#### [Material for this task]
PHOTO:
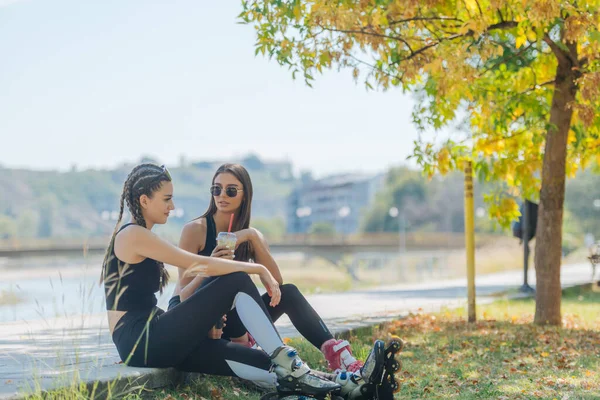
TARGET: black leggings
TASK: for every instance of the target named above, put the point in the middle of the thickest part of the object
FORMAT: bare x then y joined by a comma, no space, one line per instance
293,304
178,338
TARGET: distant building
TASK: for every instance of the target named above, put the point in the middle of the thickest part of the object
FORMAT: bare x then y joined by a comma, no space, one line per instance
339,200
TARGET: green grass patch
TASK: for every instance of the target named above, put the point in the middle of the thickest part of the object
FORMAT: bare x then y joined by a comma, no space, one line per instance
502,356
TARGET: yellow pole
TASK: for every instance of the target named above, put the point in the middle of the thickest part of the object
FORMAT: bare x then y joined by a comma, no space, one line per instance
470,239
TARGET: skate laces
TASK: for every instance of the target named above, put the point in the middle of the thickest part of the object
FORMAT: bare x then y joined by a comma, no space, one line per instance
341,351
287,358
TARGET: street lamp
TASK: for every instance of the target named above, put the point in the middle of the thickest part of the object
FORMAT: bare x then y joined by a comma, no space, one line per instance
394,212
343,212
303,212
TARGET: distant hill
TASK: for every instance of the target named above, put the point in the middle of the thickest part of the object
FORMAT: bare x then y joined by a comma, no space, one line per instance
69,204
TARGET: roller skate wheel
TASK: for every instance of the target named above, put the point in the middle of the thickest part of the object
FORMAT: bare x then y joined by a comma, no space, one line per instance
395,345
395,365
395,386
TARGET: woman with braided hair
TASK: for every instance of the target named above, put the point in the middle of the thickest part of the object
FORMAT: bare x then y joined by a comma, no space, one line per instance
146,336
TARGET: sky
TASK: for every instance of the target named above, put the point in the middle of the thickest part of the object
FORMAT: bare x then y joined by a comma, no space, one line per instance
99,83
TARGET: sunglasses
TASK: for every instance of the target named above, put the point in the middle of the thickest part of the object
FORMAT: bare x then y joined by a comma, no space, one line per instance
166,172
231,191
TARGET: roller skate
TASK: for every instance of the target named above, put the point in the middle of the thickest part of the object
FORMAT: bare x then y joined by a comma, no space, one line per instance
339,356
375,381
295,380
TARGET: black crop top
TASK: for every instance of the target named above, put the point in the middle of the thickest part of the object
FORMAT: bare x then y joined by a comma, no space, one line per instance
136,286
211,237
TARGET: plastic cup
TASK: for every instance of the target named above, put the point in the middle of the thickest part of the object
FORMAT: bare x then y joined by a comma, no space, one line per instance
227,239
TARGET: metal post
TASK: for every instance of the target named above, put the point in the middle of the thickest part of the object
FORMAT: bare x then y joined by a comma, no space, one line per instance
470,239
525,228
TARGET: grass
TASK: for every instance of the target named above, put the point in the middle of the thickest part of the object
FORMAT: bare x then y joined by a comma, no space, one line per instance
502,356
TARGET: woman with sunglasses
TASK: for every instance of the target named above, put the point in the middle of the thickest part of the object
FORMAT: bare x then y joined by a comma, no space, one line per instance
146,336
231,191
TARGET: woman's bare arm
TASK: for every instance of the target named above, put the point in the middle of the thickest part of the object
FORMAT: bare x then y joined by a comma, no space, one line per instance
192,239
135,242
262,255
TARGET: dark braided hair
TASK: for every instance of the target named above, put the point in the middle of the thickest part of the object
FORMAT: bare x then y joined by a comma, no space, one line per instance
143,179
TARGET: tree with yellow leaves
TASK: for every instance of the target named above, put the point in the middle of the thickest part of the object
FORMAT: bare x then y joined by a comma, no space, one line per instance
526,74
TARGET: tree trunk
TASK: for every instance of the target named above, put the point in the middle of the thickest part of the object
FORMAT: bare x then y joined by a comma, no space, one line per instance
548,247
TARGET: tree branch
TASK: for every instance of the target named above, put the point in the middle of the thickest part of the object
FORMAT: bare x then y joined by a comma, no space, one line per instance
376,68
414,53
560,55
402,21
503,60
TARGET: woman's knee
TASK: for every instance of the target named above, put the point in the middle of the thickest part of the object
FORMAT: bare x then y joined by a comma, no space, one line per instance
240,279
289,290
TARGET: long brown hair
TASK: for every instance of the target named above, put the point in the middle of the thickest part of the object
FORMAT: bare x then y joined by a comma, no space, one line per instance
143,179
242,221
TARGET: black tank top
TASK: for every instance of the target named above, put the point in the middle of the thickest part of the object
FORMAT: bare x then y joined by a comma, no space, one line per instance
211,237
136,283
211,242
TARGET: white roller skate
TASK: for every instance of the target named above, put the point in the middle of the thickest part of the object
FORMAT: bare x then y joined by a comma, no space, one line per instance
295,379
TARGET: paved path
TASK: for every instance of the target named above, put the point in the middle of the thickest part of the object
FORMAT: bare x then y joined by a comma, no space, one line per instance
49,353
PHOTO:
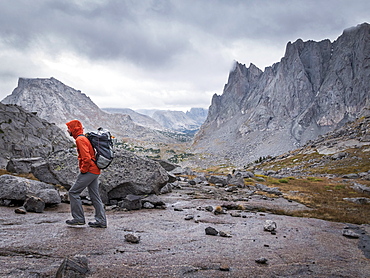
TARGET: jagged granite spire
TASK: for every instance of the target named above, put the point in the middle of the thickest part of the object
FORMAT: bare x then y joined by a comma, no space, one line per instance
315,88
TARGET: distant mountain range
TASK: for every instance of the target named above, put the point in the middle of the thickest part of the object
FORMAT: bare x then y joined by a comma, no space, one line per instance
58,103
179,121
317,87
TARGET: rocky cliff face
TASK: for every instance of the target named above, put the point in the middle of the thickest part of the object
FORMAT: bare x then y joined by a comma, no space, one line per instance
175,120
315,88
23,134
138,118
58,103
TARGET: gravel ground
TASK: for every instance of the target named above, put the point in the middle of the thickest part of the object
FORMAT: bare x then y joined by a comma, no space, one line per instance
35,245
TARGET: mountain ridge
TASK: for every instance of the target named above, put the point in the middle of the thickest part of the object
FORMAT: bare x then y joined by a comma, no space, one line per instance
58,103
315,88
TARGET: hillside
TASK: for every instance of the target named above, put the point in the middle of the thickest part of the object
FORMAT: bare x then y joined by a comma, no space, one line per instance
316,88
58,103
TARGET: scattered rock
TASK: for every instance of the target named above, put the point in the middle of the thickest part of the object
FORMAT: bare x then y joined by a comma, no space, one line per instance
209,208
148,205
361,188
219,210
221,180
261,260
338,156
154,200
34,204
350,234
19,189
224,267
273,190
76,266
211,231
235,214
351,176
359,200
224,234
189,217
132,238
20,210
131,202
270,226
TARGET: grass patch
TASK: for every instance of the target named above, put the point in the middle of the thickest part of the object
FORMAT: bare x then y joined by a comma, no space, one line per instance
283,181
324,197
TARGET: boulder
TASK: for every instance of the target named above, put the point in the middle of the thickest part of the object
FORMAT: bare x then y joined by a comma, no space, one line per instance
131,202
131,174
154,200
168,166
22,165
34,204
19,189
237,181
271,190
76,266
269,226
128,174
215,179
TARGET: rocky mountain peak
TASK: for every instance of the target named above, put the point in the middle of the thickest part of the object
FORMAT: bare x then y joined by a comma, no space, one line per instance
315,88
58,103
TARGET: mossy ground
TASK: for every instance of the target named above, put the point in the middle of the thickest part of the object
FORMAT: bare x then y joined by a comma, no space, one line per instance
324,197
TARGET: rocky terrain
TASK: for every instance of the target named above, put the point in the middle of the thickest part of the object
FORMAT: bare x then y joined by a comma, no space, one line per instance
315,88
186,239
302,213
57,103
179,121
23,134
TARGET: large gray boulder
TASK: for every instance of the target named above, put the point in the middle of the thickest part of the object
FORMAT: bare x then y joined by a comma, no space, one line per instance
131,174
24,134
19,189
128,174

#### [Assigned task]
The required output is the stretch of entries above from the line containing "TARGET: plastic cup" through the line containing "TARGET: tree branch", reproduced exactly.

#### [Solution to the problem]
TARGET: plastic cup
TASK: for every instance of the target named above, put the point in the middle of the thickest part of the object
FORMAT: bare x then y joined by a comma, no space, one line per instance
227,239
TARGET: metal post
TASK: for every instance of the target named above, put the point in the middle of the thickest part of the object
FORMAT: bare x then y joined by a comma, no space, one line per instance
470,239
525,228
TARGET: grass
TASK: for every instance of the target named above, put the point in the middle of the thickest part of the object
FORMAT: bare x then y joined by a comma, no space, one line per instance
502,356
TARGET: woman with sunglasses
TASK: for every instance of the target named above, put the point in the middle of the thickest part of the object
FORMAT: bare x then y joined by a comma, no space, one line per instance
146,336
231,191
TARGET: woman's bare arm
TASK: for every instance of the target named above, put the point in the middle of the thickest part of the object
FORMAT: bare x then y joined by a comma, no space, one line per instance
192,239
135,242
262,255
TARGET: dark braided hair
TASK: for every instance of the target named above, put the point in the middle of the thickest part of the object
FORMAT: bare x then y joined by a comma, no space, one line per instance
143,179
TARGET: tree with yellow leaves
TASK: for every instance of the target named above, put the point in the middle of the thickest part of the object
FORMAT: bare x then y joined by a comma, no space, one line per instance
526,74
TARGET: tree trunk
TASK: for every instance of the target named above, put the point in the middle of the thickest part of the object
FORMAT: bare x then y joined by a comma, no space, one line per instance
548,247
TARGET: tree branch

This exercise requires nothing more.